→ ACTIVITY
Report how many lines in the data below hold "woman", with no other words.

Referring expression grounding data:
--- --- ---

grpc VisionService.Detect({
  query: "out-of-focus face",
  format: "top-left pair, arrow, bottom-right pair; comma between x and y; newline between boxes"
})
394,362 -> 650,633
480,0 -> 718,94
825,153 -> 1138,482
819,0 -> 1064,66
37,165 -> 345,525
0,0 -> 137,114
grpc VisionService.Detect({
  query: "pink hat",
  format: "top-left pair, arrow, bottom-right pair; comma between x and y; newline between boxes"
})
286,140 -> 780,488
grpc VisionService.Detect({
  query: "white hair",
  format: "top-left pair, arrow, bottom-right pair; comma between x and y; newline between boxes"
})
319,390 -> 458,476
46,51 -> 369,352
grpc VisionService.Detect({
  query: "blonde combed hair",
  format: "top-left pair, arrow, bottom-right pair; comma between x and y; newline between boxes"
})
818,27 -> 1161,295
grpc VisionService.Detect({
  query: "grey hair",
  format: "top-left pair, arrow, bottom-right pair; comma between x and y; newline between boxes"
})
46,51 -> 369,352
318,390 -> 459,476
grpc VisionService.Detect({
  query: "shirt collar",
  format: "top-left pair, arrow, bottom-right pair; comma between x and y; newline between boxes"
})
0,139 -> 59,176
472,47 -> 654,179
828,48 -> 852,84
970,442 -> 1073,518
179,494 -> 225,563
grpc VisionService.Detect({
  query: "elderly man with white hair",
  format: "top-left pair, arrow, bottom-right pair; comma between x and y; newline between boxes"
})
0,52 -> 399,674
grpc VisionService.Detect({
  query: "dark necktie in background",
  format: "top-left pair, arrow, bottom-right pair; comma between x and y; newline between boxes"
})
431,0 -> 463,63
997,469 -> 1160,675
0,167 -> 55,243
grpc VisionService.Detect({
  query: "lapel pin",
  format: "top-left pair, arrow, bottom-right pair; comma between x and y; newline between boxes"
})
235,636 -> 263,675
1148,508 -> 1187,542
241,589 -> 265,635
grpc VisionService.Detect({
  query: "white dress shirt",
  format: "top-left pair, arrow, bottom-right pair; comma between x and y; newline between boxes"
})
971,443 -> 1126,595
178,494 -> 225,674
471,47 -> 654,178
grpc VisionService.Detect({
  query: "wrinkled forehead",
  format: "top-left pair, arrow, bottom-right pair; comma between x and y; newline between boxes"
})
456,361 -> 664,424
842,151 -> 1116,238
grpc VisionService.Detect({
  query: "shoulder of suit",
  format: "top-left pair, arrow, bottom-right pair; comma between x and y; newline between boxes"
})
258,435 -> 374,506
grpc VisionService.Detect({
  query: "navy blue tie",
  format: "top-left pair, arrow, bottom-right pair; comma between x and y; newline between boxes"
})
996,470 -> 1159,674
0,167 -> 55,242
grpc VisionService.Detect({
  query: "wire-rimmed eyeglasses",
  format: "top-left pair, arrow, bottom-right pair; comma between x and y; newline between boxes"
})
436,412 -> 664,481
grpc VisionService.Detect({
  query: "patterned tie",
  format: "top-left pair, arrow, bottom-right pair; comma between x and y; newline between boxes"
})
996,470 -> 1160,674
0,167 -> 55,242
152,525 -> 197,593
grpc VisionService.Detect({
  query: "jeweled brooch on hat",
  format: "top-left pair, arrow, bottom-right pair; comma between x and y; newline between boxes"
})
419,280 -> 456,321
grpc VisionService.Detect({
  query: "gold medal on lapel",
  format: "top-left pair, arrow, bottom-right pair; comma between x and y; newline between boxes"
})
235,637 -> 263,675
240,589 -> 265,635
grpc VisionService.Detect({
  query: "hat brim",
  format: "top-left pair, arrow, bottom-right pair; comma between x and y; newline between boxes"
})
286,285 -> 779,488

--- --- ---

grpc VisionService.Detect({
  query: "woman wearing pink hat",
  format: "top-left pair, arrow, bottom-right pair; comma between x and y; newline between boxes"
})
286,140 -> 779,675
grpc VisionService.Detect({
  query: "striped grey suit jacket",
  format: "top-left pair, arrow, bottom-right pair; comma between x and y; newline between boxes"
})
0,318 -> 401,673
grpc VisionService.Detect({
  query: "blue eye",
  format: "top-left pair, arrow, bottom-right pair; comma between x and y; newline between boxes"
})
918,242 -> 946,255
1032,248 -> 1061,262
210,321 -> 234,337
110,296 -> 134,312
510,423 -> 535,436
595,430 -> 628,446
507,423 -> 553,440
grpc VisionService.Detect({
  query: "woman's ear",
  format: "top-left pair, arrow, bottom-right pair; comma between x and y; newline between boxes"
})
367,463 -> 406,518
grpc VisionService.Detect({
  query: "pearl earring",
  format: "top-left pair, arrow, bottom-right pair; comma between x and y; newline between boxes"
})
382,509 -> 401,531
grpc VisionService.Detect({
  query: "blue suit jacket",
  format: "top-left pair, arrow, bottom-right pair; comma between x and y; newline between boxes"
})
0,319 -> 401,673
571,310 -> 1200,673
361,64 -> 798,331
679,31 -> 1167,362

--- --- ---

→ COMPLETED TASK
2